Matt Ruiz is a quietly gay, 30-year-old math teacher in a small Texas town. He teaches at the same middle school he attended as a child, and is well respected there. In addition to teaching, Matt works as an athletics aide, while also taking night classes towards his Masters degree, looking to get into school administration. He was raised by his maternal grandparents who have retired to their own small local cattle ranch, which his younger sister manages, and Matt often pitches in on the weekend.
Despite being single, Matt is very busy. And now he’s tasked with assisting a newbie substitute teacher with a long-term assignment covering for a colleague out on maternity leave. It’s frustrating, but tempered by the fact that the sub, Sawyer Evans, is charming and gorgeous. And also gay—and not super quiet about it.
As Matt assists Sawyer in getting settled at their school, he learns all about his past as an executive chef for a successful restaurant up in the northwest. He enjoys their moments of friendship, thinking he really doesn’t have time in his life for a boyfriend. Matt’s about data and spreadsheets and priorities. He gave up his dream in engineering when he grandma’s cancer was diagnosed in college, but this dream of shaping curriculum and changing education from the inside is one he doesn’t want to abandon, not for anyone. That said, the attraction simmers, and by Thanksgiving Matt and Sawyer finally take the steps beyond friendship into more.
Matt thought Sawyer had it all together, choosing his life plan and moving on when life got tough, so he’s surprised to admire Sawyer’s tenacity building a new career by vlogging about regional cuisines he’s studying on his travels. Sawyer accepted the long-term sub job knowing he’s way over his head, but thinking Texas would be a good place to learn southwest cuisine, and Sawyer does know math and people. But teaching middle school math is an art, like haute cuisine, and he’s eager for Matt’s expertise in making this a more manageable situation. Matt’s desire for a relationship seems almost nil until he’s in the middle of one with Sawyer. But, life in a middle school is tenuous, and when people begin to notice that Matt and Sawyer are an item, it goes against all of Matt’s quiet, fly under the radar ways.

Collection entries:
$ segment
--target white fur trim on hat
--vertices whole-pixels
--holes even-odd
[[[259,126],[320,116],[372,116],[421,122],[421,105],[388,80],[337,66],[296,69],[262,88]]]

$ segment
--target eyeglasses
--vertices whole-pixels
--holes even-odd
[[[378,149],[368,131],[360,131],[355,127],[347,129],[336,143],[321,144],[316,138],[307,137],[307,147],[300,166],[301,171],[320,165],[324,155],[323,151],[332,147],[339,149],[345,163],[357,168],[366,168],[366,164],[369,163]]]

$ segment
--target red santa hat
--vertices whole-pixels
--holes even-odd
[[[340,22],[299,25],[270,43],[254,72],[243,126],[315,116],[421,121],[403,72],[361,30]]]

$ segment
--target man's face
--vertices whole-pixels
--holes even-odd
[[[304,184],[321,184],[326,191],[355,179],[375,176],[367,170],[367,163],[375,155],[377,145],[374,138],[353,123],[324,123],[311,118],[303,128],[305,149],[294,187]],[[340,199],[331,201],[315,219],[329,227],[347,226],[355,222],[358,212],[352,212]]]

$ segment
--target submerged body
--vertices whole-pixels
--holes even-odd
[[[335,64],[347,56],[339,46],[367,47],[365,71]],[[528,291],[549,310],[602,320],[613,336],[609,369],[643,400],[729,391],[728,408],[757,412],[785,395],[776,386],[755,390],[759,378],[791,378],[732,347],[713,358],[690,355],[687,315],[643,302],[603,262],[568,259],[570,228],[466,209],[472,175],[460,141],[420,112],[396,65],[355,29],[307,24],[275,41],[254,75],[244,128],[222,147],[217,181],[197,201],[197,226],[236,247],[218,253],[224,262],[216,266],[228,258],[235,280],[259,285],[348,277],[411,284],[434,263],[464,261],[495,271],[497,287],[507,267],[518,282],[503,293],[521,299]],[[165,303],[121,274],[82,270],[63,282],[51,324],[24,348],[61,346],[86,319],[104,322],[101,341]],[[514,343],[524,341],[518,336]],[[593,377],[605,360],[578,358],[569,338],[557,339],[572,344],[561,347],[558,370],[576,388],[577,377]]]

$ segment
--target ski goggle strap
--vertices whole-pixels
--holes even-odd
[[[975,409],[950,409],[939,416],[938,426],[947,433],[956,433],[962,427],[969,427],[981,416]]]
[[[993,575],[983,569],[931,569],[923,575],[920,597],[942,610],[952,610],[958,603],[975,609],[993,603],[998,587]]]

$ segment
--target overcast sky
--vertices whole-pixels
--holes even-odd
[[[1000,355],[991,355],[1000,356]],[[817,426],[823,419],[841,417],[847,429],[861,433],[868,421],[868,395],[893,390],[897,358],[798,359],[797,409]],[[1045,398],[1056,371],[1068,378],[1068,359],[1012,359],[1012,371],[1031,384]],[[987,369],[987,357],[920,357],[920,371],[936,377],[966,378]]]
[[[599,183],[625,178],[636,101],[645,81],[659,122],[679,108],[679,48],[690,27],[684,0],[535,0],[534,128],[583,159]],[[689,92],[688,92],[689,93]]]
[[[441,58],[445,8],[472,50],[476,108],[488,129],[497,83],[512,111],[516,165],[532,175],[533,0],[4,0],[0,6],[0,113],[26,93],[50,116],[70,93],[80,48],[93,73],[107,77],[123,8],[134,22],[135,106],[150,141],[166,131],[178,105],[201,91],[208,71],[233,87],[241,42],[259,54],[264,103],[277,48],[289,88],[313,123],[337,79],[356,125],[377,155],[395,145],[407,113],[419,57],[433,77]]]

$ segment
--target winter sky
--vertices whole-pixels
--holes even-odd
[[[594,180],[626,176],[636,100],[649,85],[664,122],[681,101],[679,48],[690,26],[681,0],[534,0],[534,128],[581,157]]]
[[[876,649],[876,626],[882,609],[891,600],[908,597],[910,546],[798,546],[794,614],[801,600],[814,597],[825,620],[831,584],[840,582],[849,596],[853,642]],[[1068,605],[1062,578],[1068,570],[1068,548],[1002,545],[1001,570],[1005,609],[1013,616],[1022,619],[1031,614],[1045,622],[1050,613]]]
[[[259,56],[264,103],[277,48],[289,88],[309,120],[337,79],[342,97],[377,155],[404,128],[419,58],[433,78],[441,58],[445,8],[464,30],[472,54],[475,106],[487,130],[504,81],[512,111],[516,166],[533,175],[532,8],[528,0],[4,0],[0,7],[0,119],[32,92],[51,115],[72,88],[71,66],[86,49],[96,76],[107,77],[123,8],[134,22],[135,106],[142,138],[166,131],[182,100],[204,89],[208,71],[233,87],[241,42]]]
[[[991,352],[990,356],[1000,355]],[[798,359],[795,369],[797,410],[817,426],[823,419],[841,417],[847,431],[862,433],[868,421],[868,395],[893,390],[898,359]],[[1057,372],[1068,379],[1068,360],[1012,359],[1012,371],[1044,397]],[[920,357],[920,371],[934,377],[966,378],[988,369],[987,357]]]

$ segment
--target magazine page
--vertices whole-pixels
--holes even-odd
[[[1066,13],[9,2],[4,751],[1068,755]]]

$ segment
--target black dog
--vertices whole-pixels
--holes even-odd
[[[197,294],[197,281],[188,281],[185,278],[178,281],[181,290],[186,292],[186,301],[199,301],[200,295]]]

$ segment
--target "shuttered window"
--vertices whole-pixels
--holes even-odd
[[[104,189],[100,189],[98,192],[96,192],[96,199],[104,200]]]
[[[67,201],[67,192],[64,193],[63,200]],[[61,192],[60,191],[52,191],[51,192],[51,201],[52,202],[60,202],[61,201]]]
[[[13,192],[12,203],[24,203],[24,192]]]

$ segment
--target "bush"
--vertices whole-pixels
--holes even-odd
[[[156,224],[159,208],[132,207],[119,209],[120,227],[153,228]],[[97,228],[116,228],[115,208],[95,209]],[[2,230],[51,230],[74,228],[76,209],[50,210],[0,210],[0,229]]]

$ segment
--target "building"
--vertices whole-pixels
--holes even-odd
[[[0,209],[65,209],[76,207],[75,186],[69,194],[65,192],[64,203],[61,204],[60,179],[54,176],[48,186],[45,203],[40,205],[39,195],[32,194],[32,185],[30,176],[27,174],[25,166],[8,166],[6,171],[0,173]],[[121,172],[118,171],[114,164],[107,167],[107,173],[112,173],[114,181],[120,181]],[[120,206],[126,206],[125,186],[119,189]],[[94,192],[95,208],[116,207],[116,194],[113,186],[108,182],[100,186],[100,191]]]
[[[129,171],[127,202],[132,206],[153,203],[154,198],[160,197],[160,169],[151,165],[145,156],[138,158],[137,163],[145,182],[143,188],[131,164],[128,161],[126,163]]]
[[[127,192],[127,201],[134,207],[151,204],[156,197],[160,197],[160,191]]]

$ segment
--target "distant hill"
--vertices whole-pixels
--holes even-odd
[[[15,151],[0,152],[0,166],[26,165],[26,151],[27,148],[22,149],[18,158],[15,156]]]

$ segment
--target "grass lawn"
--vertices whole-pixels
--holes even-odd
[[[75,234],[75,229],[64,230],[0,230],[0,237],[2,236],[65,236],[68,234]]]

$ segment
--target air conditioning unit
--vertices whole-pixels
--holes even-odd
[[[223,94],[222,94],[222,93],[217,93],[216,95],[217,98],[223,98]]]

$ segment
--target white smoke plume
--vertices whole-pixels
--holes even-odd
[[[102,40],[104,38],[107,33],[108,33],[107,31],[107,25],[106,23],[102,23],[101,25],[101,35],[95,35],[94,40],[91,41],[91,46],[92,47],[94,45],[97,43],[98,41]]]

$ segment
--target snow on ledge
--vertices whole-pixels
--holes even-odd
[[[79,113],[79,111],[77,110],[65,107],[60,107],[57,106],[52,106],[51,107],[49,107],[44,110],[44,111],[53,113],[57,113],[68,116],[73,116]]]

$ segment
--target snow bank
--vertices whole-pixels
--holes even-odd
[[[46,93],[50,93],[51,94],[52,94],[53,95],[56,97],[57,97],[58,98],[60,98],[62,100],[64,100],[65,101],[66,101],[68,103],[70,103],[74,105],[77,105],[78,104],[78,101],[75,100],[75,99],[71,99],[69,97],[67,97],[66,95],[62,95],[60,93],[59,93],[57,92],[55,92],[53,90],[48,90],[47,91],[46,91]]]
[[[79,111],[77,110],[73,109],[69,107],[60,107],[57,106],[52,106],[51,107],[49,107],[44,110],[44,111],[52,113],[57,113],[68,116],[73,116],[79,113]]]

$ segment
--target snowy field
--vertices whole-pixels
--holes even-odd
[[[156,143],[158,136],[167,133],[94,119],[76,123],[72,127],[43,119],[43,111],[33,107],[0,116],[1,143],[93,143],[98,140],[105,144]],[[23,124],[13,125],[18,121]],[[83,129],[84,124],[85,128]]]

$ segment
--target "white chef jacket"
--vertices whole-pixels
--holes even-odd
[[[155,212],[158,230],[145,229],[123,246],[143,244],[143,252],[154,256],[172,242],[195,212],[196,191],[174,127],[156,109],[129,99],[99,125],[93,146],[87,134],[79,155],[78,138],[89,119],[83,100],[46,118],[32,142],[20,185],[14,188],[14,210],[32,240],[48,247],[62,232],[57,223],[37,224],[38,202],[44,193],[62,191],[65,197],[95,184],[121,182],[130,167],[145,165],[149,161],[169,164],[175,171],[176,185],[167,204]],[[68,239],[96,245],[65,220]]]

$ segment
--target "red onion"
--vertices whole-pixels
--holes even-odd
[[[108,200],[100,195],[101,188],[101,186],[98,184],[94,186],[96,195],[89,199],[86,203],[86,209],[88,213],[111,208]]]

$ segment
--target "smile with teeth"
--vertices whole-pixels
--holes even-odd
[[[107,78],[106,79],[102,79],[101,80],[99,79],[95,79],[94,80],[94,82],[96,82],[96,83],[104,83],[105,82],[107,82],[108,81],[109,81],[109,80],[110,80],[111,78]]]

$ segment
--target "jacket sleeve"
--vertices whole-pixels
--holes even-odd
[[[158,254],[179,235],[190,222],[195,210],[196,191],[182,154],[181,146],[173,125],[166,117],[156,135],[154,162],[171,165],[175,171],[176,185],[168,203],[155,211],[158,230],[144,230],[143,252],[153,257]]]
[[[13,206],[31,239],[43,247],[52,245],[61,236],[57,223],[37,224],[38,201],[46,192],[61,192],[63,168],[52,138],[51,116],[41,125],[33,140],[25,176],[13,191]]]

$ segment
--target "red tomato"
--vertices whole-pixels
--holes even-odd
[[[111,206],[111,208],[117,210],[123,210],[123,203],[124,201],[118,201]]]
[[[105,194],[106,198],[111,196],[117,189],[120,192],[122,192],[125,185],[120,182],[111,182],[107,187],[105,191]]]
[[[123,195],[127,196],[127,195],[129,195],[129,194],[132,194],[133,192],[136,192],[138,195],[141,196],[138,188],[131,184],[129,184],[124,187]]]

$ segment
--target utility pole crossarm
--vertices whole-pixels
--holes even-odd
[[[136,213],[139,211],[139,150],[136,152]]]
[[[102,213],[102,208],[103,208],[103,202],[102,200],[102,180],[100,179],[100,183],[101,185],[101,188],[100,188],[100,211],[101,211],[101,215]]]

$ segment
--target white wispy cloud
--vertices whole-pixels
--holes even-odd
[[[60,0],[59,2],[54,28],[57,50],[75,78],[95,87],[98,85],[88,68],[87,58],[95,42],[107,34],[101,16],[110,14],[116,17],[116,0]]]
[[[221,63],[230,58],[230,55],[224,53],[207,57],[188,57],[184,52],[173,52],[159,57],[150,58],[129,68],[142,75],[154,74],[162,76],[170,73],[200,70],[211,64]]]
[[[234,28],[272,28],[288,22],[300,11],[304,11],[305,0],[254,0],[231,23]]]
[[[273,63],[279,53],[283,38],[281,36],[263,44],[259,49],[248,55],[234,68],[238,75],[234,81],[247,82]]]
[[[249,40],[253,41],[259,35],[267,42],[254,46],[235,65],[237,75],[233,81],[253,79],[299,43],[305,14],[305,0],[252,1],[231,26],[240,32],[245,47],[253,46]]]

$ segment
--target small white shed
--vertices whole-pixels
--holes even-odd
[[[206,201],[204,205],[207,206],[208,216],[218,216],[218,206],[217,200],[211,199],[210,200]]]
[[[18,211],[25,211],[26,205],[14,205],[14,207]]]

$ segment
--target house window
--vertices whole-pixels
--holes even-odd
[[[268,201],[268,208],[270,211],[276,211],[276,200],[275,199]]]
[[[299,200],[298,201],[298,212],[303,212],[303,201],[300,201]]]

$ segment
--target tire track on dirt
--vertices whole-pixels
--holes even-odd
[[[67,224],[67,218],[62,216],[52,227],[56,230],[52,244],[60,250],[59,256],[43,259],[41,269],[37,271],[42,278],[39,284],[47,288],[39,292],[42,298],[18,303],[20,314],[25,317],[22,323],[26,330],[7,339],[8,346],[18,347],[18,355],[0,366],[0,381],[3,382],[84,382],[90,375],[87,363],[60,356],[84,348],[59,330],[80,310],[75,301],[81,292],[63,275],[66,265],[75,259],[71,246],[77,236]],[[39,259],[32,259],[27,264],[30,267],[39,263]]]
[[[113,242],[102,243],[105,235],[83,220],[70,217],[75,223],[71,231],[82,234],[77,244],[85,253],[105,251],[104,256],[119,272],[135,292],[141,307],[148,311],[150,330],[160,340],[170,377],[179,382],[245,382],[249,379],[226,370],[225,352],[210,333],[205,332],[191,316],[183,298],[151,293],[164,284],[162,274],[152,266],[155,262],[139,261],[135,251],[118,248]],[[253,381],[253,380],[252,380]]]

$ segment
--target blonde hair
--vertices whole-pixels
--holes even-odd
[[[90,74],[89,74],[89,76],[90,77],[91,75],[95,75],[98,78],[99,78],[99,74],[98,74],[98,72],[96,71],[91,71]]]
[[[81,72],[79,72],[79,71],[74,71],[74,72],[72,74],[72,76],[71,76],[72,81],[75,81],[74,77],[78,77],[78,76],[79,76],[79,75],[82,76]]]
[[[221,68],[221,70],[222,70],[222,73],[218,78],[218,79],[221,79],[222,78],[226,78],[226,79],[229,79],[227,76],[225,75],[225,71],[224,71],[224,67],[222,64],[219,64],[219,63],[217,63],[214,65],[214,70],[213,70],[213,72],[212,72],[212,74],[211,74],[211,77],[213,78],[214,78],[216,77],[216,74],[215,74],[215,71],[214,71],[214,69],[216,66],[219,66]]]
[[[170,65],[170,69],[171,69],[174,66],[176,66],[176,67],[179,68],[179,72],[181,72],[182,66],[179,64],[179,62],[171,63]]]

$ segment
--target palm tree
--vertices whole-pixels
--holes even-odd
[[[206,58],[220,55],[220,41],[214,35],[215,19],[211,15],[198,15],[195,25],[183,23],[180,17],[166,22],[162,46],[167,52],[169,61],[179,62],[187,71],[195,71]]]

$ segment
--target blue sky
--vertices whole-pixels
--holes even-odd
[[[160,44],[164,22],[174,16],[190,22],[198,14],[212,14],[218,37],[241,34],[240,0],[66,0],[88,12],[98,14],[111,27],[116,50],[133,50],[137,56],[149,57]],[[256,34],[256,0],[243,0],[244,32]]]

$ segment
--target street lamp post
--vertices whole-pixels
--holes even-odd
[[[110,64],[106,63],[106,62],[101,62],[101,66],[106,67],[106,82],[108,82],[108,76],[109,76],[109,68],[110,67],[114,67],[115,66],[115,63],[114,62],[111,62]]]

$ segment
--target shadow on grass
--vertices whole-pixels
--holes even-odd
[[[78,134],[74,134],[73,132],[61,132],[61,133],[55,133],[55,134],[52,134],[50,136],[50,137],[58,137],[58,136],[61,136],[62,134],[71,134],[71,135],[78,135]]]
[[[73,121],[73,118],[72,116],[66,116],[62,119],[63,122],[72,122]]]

Work order 1: According to the description, what job did Sawyer Evans have before taking the substitute teaching assignment?
Work order 2: Turn the description's paragraph beginning "Matt Ruiz is a quietly gay" into a short bulleted list that keeps its main facts.

Result 1: He was an executive chef for a successful restaurant in the northwest.

Result 2:
- Matt Ruiz is a quietly gay, 30-year-old math teacher in a small Texas town.
- He teaches at the middle school he attended as a child and is well respected there.
- He also works as an athletics aide and takes night classes toward a Masters degree, aiming for school administration.
- His maternal grandparents raised him. They have retired to a small local cattle ranch that his younger sister manages, and Matt often helps there on weekends.